§ Request: Pick out each line in the items below that contains the word "instance", and copy every such line in full.

── Stored data

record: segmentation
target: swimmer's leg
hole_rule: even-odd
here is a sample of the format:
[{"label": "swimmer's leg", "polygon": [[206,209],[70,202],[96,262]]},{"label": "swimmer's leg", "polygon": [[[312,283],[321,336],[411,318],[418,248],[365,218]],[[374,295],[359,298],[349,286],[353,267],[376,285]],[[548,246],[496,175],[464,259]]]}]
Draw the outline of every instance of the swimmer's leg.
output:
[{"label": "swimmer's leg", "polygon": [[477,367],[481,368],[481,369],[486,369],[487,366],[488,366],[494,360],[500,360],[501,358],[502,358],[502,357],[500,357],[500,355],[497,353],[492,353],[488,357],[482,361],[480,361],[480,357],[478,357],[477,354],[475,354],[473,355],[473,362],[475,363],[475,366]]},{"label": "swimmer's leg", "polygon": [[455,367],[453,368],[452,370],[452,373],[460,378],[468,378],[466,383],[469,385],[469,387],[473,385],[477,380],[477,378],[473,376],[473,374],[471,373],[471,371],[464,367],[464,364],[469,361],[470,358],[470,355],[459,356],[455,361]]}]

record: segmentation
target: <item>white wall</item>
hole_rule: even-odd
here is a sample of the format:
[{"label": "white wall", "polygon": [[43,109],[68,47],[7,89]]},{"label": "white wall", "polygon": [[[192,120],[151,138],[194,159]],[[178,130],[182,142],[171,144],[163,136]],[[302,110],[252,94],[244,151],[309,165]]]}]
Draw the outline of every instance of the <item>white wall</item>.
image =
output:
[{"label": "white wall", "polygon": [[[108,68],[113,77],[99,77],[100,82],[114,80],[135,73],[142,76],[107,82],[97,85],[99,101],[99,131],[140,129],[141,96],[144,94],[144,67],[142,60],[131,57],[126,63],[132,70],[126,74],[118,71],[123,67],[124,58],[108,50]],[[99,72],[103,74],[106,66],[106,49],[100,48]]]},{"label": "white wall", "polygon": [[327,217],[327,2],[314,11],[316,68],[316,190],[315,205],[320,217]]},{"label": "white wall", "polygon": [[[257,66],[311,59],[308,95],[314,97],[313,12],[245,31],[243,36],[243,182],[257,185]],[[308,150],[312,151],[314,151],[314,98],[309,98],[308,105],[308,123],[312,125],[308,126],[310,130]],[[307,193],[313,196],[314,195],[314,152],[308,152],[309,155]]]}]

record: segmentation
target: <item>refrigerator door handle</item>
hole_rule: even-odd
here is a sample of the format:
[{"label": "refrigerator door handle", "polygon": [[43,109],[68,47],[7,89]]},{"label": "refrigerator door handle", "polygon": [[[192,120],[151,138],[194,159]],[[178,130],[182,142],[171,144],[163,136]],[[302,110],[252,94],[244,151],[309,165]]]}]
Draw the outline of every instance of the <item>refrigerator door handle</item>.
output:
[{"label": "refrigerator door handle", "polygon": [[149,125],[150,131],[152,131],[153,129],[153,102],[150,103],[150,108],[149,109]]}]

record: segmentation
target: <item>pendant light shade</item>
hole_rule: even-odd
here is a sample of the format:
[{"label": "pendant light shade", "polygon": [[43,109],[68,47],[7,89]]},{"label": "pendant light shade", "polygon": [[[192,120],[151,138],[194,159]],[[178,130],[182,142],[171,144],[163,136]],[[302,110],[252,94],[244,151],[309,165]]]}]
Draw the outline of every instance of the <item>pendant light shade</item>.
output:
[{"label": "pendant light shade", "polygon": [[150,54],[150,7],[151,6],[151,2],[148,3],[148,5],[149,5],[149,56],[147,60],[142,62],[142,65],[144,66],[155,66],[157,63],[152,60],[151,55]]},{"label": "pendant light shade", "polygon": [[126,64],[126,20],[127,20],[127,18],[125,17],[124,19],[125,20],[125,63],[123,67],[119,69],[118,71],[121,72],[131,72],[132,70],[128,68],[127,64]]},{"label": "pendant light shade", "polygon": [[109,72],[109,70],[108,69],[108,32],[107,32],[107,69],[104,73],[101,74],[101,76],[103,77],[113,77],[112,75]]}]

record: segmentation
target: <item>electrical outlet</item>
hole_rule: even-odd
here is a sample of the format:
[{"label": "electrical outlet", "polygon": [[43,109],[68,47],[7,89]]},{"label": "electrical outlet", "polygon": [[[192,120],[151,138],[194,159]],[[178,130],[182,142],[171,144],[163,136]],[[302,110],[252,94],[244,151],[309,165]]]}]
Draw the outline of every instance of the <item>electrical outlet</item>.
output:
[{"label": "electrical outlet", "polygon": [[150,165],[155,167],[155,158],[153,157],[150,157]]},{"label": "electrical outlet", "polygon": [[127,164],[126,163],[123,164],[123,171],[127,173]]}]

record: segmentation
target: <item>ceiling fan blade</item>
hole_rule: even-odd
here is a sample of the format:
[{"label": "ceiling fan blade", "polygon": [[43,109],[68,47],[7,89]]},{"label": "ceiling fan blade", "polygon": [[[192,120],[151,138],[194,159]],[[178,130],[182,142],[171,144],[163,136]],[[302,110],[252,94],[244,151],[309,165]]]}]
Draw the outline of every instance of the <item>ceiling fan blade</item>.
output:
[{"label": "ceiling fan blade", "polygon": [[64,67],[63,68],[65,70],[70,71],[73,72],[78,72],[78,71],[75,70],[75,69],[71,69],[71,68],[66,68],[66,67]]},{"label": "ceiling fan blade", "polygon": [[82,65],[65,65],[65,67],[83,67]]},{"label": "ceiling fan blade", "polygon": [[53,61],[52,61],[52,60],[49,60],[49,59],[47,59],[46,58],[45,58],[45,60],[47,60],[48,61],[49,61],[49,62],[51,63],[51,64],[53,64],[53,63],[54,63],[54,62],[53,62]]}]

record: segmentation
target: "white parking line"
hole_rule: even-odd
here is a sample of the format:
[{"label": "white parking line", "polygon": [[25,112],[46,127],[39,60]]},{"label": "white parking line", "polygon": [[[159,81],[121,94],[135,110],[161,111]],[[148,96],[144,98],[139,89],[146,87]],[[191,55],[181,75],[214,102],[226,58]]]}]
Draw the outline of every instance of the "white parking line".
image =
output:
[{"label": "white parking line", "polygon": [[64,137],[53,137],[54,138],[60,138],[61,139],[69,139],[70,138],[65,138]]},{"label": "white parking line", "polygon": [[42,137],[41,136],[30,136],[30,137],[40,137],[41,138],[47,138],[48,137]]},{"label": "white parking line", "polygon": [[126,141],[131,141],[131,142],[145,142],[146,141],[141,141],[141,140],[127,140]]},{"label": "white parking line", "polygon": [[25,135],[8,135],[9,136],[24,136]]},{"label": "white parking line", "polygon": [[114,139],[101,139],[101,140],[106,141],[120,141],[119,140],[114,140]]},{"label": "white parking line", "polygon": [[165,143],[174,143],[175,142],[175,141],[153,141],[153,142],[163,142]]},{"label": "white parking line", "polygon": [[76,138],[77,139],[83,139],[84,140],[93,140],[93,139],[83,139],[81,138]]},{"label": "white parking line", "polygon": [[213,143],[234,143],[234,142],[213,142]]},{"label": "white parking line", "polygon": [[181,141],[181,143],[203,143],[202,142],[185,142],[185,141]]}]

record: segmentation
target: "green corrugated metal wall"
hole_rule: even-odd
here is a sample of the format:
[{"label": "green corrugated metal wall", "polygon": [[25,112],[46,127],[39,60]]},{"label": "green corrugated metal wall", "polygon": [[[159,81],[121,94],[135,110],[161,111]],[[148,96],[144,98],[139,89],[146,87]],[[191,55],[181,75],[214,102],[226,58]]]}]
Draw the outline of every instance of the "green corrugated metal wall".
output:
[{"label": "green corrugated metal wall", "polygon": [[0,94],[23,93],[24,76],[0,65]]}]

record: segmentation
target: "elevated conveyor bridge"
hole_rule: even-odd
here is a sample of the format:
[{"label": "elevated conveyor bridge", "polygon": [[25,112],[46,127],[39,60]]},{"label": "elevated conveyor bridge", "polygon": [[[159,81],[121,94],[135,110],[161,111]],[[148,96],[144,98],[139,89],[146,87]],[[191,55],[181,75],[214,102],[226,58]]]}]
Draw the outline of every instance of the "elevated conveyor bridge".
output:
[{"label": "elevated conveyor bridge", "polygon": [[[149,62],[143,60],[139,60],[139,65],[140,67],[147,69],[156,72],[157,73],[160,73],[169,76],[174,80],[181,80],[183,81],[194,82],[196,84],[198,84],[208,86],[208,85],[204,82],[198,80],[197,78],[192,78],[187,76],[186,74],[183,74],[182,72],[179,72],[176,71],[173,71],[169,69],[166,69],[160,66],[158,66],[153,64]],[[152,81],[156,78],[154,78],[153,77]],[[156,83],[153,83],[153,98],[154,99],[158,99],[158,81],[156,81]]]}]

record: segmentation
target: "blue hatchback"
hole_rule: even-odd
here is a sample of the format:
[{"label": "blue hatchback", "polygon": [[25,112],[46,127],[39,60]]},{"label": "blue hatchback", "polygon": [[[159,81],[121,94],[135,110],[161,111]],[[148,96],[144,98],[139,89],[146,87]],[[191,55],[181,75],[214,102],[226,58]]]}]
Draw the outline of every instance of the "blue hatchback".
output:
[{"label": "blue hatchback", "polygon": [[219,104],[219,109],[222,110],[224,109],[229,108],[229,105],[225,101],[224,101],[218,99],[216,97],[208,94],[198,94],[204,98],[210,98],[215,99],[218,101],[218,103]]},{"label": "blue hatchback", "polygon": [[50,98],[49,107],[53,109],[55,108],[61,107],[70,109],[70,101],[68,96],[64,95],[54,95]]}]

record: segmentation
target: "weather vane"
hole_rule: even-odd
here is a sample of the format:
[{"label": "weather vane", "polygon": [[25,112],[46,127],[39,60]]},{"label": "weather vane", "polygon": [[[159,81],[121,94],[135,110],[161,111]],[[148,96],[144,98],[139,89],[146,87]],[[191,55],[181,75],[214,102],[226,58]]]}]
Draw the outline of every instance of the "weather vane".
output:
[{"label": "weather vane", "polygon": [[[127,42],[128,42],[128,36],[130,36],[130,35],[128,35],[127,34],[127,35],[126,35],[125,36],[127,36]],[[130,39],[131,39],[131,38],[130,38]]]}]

────

§ Complete output:
Draw the outline of every instance of the swimmer's leg.
Draw the outline of every instance of the <item>white wall</item>.
Draw the outline of every instance of the <item>refrigerator door handle</item>.
Draw the outline of every instance of the <item>pendant light shade</item>.
Draw the outline of every instance of the <item>electrical outlet</item>.
Draw the outline of every instance of the <item>ceiling fan blade</item>.
Draw the outline of every instance of the "white parking line".
Draw the outline of every instance of the "green corrugated metal wall".
Draw the outline of every instance of the "elevated conveyor bridge".
Draw the outline of every instance of the "blue hatchback".
Draw the outline of every instance of the "weather vane".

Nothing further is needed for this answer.